### Required work
Reproduce the data below, swapping every occurrence of "odd number" for "odd count" and leaving all other text unchanged.

[Stored items from a collection]
-- START --
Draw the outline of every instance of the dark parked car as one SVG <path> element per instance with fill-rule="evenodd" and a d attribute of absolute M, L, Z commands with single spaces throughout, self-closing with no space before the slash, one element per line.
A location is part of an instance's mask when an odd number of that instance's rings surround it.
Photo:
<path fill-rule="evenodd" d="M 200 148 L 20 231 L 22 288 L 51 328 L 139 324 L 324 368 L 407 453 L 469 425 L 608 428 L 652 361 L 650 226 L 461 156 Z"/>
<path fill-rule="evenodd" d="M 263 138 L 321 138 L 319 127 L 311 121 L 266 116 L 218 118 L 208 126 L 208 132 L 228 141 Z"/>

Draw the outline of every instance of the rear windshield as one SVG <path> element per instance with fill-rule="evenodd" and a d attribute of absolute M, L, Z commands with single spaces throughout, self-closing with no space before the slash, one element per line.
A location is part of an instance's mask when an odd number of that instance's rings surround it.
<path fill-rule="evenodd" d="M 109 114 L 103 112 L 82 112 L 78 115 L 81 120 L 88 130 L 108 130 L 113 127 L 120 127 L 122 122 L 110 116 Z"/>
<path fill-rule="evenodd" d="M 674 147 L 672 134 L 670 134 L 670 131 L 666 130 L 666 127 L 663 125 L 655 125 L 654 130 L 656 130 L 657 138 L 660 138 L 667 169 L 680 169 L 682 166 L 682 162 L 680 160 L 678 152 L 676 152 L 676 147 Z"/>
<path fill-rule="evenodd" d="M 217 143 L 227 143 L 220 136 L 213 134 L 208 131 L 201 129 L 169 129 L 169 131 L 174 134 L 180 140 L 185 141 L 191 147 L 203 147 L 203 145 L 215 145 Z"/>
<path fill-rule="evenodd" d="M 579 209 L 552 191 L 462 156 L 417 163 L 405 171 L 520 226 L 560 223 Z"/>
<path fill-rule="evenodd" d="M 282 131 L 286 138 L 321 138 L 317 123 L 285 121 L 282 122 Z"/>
-- END --
### Output below
Draw the outline of every instance of the dark parked car as one SVG <path> element per instance with fill-rule="evenodd" and a d attribute of absolute M, L, Z commands with single spaces throughout, self-closing with no space before the slash, one element per line.
A location is part of an instance's mask when an odd count of that instance's rings surround it.
Photo:
<path fill-rule="evenodd" d="M 200 148 L 20 231 L 22 288 L 51 328 L 139 324 L 324 368 L 407 453 L 469 425 L 608 428 L 652 361 L 650 226 L 461 156 Z"/>
<path fill-rule="evenodd" d="M 263 138 L 321 138 L 319 127 L 311 121 L 266 116 L 218 118 L 208 126 L 208 132 L 228 141 Z"/>

Draw the outline of every instance of the rear windshield as one SVG <path> element per instance with fill-rule="evenodd" and a d attribute of absolute M, L, Z commands with single spaces throughout, self-closing with no space before the slash, one element per line.
A location is part of an instance's mask when an odd count of that instance's rings surround it.
<path fill-rule="evenodd" d="M 109 114 L 103 112 L 82 112 L 78 115 L 81 120 L 88 130 L 108 130 L 113 127 L 120 127 L 122 122 L 110 116 Z"/>
<path fill-rule="evenodd" d="M 674 147 L 672 134 L 670 134 L 670 131 L 666 130 L 666 127 L 663 125 L 655 125 L 654 130 L 656 130 L 657 138 L 660 138 L 667 169 L 680 169 L 682 166 L 682 162 L 680 160 L 678 152 L 676 152 L 676 147 Z"/>
<path fill-rule="evenodd" d="M 217 143 L 227 143 L 220 136 L 213 134 L 208 131 L 201 129 L 169 129 L 169 131 L 174 134 L 180 140 L 185 141 L 191 147 L 203 147 L 203 145 L 215 145 Z"/>
<path fill-rule="evenodd" d="M 579 209 L 552 191 L 462 156 L 417 163 L 405 171 L 520 226 L 560 223 Z"/>
<path fill-rule="evenodd" d="M 282 131 L 286 138 L 321 138 L 317 123 L 285 121 L 282 122 Z"/>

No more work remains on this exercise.